# Data supplied start

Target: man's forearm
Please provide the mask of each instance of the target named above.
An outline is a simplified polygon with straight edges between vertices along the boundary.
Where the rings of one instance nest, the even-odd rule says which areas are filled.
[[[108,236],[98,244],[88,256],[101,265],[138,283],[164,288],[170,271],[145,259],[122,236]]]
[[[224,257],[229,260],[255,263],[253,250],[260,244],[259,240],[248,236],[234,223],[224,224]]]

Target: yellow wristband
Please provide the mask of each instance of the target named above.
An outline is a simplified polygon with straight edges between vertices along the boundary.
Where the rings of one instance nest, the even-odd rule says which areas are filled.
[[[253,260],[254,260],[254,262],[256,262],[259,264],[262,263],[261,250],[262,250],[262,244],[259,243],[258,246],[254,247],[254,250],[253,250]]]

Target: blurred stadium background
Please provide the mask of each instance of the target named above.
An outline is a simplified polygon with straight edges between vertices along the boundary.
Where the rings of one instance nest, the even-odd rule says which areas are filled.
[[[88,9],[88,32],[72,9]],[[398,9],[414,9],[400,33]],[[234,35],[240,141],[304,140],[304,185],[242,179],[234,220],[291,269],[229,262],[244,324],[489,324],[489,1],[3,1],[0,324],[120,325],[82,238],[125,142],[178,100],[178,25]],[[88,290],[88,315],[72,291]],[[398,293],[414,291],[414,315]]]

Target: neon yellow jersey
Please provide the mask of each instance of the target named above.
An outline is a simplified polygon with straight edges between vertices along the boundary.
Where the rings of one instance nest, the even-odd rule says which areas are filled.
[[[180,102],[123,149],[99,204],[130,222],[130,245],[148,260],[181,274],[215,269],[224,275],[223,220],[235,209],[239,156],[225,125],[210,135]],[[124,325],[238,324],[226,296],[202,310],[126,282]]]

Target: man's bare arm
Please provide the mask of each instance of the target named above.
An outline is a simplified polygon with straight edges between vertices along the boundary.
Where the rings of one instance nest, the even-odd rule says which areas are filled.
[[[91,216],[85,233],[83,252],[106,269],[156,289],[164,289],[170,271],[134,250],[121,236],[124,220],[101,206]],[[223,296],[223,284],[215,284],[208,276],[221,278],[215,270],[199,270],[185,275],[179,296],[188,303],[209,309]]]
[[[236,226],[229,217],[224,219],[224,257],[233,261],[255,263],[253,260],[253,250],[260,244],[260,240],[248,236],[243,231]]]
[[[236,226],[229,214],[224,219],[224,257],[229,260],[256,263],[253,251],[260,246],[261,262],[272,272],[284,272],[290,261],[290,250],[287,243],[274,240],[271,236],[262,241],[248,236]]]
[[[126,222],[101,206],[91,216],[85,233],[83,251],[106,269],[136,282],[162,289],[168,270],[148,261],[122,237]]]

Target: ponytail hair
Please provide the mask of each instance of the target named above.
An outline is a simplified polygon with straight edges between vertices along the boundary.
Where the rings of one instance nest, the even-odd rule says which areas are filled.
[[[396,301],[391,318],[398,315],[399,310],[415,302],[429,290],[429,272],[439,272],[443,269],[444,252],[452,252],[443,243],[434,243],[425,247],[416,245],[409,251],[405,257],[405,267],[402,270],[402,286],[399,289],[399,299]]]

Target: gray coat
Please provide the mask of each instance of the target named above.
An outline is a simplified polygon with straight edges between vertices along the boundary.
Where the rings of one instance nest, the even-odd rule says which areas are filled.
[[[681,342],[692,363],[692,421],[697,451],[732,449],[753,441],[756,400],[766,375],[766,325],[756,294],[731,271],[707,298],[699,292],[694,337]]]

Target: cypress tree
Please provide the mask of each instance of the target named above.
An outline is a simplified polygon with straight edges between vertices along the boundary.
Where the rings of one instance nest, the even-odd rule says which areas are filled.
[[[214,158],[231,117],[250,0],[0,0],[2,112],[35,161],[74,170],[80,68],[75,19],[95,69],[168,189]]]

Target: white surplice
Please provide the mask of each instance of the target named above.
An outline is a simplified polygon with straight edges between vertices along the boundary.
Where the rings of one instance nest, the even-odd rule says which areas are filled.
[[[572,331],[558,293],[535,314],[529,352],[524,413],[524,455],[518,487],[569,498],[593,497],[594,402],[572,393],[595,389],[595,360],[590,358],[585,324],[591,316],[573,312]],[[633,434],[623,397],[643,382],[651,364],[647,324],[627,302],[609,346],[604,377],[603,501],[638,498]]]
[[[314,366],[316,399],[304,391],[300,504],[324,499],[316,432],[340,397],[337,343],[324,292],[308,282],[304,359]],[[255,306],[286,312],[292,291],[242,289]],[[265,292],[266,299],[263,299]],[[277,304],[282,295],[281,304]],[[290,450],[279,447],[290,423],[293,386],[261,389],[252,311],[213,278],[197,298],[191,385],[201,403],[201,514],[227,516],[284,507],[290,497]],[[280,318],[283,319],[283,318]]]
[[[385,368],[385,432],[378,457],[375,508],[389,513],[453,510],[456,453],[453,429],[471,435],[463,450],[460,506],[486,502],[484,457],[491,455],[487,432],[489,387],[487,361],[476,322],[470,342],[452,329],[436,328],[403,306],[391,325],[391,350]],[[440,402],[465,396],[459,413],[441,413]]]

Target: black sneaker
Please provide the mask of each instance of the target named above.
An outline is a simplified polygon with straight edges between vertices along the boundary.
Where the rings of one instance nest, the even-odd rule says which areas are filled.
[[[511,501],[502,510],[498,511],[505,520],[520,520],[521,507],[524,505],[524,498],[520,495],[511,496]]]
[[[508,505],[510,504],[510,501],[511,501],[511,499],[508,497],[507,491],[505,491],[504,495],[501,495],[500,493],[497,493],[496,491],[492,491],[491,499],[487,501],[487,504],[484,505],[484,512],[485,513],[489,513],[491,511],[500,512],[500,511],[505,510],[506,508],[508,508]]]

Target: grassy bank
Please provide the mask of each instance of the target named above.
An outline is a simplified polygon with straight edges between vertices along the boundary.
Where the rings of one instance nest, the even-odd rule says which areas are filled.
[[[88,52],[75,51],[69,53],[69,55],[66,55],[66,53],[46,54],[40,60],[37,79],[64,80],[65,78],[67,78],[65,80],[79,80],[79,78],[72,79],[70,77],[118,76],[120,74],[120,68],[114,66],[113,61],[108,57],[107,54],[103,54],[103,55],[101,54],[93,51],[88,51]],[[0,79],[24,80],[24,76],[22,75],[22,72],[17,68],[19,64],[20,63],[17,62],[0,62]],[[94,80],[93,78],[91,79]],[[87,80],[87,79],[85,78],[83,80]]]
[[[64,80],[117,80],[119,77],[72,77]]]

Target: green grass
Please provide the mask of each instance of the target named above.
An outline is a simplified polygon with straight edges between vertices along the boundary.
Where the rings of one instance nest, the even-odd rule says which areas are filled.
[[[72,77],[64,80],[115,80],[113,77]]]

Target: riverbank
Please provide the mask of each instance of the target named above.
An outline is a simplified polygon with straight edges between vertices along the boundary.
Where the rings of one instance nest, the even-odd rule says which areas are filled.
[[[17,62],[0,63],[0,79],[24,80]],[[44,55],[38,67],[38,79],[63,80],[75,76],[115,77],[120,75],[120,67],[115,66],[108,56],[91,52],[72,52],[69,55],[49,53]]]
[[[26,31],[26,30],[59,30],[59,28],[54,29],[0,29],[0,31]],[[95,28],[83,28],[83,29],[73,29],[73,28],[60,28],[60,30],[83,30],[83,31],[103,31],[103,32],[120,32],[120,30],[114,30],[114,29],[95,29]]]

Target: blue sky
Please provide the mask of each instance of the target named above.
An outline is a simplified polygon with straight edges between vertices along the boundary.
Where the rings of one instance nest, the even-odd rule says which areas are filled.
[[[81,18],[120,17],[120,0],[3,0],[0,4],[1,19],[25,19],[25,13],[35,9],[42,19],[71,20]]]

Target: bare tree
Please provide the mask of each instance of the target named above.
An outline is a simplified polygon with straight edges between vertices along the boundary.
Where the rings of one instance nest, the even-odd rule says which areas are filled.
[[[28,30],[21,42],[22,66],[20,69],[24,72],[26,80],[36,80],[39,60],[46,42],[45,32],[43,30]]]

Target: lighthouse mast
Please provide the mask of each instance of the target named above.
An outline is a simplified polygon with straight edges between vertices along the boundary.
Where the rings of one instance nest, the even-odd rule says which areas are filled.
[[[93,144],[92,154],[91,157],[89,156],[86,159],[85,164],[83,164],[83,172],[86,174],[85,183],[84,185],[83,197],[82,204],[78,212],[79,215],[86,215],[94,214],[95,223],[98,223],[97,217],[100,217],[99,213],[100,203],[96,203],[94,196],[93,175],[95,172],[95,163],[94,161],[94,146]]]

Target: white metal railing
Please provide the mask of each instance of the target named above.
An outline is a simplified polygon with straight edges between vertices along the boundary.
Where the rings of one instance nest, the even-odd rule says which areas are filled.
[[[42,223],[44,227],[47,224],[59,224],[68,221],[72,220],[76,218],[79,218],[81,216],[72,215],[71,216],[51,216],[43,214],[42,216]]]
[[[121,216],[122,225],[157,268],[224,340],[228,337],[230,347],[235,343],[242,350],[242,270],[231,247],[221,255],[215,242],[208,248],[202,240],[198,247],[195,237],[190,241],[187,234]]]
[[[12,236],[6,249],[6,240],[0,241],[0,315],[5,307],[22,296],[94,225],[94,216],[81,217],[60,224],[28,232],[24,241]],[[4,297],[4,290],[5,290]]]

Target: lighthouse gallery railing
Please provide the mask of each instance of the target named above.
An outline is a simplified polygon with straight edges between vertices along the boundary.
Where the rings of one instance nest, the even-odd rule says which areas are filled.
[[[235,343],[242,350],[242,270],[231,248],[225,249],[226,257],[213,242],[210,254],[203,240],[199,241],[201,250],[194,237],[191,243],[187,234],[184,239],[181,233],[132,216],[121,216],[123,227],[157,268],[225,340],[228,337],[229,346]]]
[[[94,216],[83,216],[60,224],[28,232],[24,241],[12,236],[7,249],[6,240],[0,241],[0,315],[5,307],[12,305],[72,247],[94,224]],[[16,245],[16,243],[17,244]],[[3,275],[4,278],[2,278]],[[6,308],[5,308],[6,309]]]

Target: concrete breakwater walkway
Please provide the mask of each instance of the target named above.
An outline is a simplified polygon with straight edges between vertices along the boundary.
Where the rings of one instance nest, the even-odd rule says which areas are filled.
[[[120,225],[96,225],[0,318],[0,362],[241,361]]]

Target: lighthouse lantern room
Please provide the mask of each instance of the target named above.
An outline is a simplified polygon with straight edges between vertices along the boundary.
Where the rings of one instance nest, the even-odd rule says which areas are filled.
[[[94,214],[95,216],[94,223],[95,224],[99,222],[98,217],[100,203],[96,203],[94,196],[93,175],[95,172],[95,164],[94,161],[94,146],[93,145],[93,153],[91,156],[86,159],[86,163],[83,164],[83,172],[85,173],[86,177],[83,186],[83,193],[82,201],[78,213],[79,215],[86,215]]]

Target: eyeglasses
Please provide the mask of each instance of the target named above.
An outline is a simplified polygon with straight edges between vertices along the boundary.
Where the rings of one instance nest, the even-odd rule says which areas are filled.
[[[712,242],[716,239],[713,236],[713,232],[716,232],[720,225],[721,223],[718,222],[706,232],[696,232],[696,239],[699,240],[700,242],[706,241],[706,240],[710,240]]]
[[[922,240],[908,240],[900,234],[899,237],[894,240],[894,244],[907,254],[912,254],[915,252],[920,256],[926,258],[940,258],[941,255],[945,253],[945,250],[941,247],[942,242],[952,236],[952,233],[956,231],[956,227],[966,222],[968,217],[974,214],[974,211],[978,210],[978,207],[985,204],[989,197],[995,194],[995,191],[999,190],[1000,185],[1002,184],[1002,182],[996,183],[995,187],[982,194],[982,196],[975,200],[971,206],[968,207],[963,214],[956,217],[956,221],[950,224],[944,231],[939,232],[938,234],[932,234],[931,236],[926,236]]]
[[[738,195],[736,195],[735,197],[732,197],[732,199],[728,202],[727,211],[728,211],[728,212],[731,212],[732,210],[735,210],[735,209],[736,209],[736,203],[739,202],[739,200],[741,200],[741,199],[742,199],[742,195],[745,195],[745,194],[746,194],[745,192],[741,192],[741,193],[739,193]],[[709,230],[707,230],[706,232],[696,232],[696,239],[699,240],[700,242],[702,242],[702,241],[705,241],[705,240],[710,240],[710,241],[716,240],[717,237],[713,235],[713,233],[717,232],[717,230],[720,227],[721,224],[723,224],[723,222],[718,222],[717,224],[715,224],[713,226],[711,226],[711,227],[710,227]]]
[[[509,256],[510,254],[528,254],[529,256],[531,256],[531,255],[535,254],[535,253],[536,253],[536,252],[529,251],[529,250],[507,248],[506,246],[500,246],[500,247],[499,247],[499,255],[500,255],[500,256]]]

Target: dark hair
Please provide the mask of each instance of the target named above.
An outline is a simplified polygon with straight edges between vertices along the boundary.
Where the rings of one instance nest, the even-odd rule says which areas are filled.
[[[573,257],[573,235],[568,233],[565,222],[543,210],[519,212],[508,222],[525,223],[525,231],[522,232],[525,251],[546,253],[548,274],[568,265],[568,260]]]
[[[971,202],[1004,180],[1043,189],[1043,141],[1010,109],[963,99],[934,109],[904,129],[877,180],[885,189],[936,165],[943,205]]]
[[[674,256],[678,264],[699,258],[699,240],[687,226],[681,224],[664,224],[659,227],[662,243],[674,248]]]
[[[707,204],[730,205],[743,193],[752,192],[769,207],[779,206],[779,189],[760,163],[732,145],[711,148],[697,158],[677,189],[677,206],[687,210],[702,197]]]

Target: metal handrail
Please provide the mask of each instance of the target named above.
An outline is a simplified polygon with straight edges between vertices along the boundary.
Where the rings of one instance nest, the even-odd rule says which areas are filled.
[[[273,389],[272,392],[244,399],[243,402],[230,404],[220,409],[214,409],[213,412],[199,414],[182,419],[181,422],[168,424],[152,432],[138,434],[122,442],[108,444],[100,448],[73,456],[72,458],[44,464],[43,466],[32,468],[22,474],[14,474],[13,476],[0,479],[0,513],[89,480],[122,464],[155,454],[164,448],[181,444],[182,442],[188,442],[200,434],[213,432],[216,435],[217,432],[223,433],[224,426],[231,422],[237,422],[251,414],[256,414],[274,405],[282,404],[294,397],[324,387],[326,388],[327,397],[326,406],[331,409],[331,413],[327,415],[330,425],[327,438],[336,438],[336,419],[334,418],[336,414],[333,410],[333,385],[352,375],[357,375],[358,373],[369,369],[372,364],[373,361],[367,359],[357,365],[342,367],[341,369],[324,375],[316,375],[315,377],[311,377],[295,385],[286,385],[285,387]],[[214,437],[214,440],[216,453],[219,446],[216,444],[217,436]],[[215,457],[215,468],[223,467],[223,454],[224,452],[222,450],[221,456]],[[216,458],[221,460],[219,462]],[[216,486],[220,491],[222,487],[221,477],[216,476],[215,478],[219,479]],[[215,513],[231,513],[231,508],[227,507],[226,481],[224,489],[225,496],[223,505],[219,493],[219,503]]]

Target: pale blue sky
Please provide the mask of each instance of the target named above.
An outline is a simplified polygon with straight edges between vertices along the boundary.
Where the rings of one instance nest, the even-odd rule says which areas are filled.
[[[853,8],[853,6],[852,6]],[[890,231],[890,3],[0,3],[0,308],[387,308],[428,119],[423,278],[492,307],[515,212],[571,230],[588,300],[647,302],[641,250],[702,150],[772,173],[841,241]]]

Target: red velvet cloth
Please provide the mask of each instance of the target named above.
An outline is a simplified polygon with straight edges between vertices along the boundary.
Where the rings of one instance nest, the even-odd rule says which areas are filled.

# Data supplied end

Exercise task: Extract every line from the one with "Target: pale blue sky" down to the final line above, both included, exactly as written.

Solution to the problem:
Target: pale blue sky
Please provide the mask of each instance of the target named above.
An outline is a simplified polygon with straight edges between vertices along the boundary.
Where the rings of one instance nest, the even-odd rule says which areas are filled.
[[[853,8],[853,6],[852,6]],[[890,231],[890,3],[0,3],[0,308],[387,308],[428,119],[423,278],[492,307],[515,212],[571,230],[588,300],[647,302],[641,250],[702,150],[772,173],[841,241]]]

Target: red velvet cloth
Please provide the mask of each instance of the target named above.
An outline is a simplified polygon with straight edges between vertices along the boundary.
Where the rings of one instance nest, the even-odd rule says which areas are filled.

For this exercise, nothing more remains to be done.